* **What the task asks**
Reproduce all of the entries below word for word and in the same order, leaving out the pictures.

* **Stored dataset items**
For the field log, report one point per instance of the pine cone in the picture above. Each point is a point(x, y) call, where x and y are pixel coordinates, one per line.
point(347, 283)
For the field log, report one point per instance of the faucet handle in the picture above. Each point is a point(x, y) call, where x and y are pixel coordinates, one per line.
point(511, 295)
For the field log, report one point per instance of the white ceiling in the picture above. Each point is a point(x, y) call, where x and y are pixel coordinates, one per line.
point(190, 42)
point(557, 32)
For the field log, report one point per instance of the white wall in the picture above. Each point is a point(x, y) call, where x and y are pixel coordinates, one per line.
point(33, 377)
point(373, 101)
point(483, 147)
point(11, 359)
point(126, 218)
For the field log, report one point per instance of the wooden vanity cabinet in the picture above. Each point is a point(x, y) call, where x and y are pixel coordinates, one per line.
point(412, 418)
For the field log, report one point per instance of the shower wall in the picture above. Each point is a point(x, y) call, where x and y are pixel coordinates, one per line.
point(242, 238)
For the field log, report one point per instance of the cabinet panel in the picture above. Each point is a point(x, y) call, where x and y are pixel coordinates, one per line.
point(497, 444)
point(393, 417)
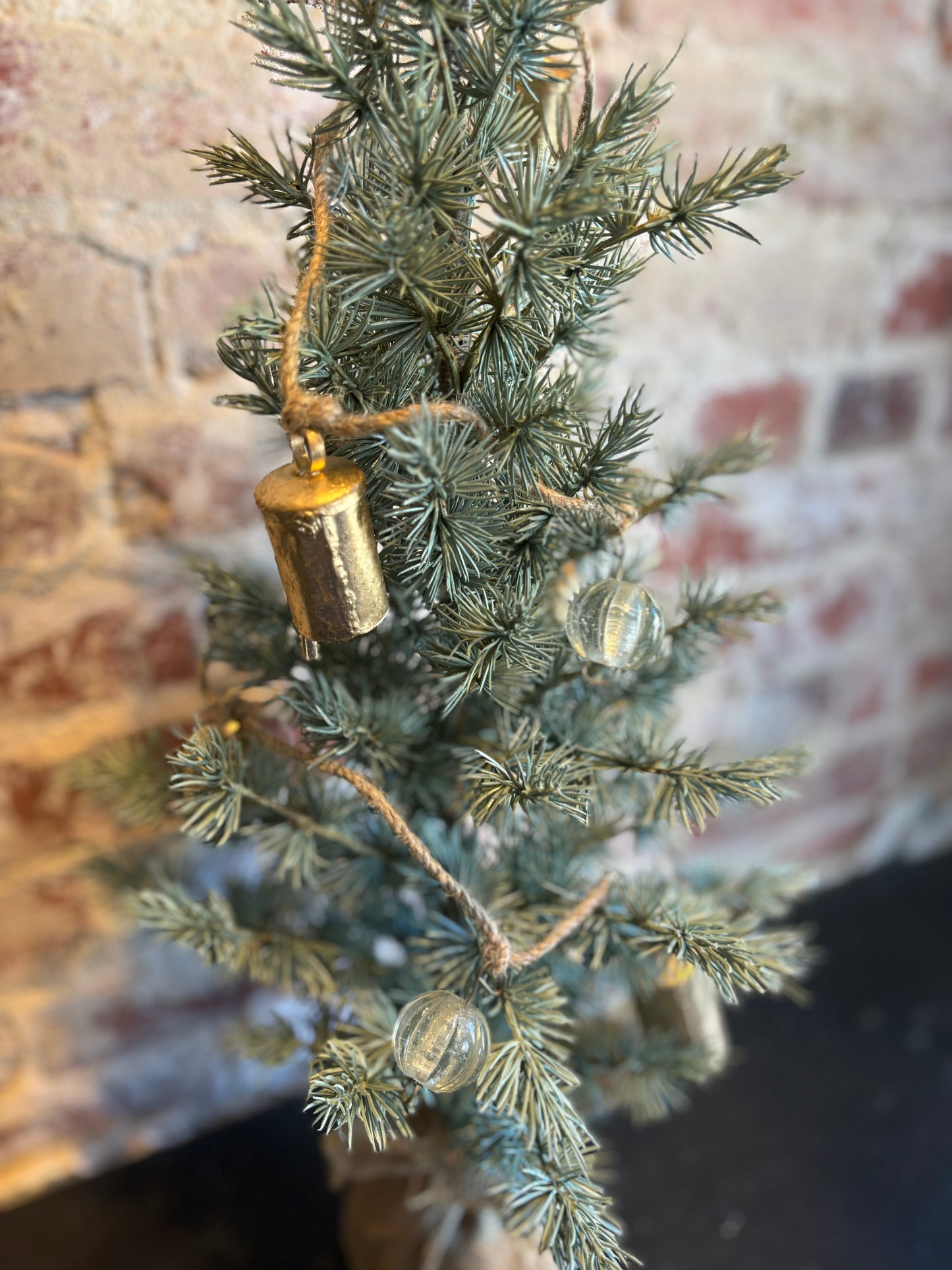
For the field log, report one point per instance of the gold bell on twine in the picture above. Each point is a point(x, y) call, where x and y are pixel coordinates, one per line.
point(315, 511)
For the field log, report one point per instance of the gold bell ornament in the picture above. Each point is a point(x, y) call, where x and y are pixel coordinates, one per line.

* **The answer**
For the field log, report one point per instance of the pine cone in the picture above. Each point is a point(x, y) call, where x and y are pixel coordinates, one per line.
point(347, 283)
For the field log, report one point per instance of the faucet handle in the picture above. Each point is a point(x, y) call, where x and y are pixel coordinates, one per line.
point(511, 295)
For the field log, report one point per instance of the white ceiling in the picture above. Each point is a point(x, y) call, where x and y are pixel coordinates, one per line.
point(190, 42)
point(557, 32)
For the field log, report one point per instance of the white wall in the picture above. Each point is a point(x, y) call, where x and y are pixel coordinates, one per line.
point(33, 377)
point(373, 101)
point(483, 147)
point(11, 359)
point(126, 218)
For the field log, report one point per instance of the wooden vanity cabinet in the picture above. Each point is a point(x, y) call, where x and y are pixel coordinates, one per line.
point(412, 418)
For the field log, report one point per instance of the shower wall in the picture above. Each point is a point(x, y) call, where x and y are pixel coordinates, one per line.
point(242, 238)
For the field log, report one point per instance of the cabinet panel in the picture above. Each point is a point(x, y) call, where x and y are pixel coordinates, one per line.
point(497, 444)
point(393, 417)
For the field log, report one point per instance of the gold bell on twine in the picture above. Each point is a point(x, y) call, where x and y are pixel coordinates, one per line.
point(315, 511)
For the field log, report one point per instance of the gold bell ornament in the picture above. Each point is a point(x, y) call, where x and y are pixel coordinates, one per line.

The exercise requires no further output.